Setting Up a CUDA Development Environment and a Simple Program Example
¶ 1. Introduction
GPUs were originally used for graphics. Later, with the emergence of General Purpose GPU computing (General Purpose GPU, GPGPU), GPUs became widely used for general computation. Because GPU architectures provide a massive number of threads, we can offload large-scale numerical computation to the GPU while keeping the control and logic on the CPU—this is a common GPGPU usage pattern. NVIDIA was the first company to propose the concept of GPGPU, and it introduced the CUDA technology, which allows developers to drive GPUs for computation using C-like syntax.
¶ 2. Installing CUDA
CUDA has many versions. If you simply run apt install cuda, you may not get the version you actually need.
Besides writing CUDA programs directly, you may also want CUDA for PyTorch or TensorFlow. A better approach is to find the version you need on NVIDIA’s official website. Make sure you select the version on the CUDA Toolkit Archive page; otherwise, NVIDIA’s website will redirect you to the latest version.
You can follow the steps below to install it.
¶ 2.1 CUDA Installation
Here I use CUDA 11.0 as an example. First, go to the Archive page, select 11.0, and then choose the options that match your environment.

For example, the screenshot above selects x86 Ubuntu 20.04, and you can then choose runfile, deb local, or deb network.
The differences are: a large standalone installer, a large installer packaged as a deb, and a deb installer that downloads everything from the network. Whether it’s a deb package affects whether you can manage it later via your package manager.
I usually choose deb local, but you can pick whatever you prefer.
After you select the options, the page conveniently provides a long list of commands. In practice, you can just run them as-is to finish the installation.

ACTIVITY A:
Print the stretch of the CUDA setup guide from "You can follow" through "finish the installation.".
ACTIVITY B:
According to the CUDA setup guide, why should you pick the version from the CUDA Toolkit Archive page when downloading from NVIDIA's website?
The data after this text is a separate set of material.

COLLECTED DATA:
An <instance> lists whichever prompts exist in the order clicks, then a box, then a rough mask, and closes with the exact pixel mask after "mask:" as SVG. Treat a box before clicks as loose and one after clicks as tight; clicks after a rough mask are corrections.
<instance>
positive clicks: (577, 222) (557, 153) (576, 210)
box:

ANSWER AREA A:
You can follow the steps below to install it.
¶ 2.1 CUDA Installation
Here I use CUDA 11.0 as an example. First, go to the Archive page, select 11.0, and then choose the options that match your environment.

For example, the screenshot above selects x86 Ubuntu 20.04, and you can then choose runfile, deb local, or deb network.
The differences are: a large standalone installer, a large installer packaged as a deb, and a deb installer that downloads everything from the network. Whether it’s a deb package affects whether you can manage it later via your package manager.
I usually choose deb local, but you can pick whatever you prefer.
After you select the options, the page conveniently provides a long list of commands. In practice, you can just run them as-is to finish the installation.

ANSWER AREA B:
If you don't select it on the Archive page, NVIDIA's website will redirect you to the latest version. You might then end up with a version other than the one you need.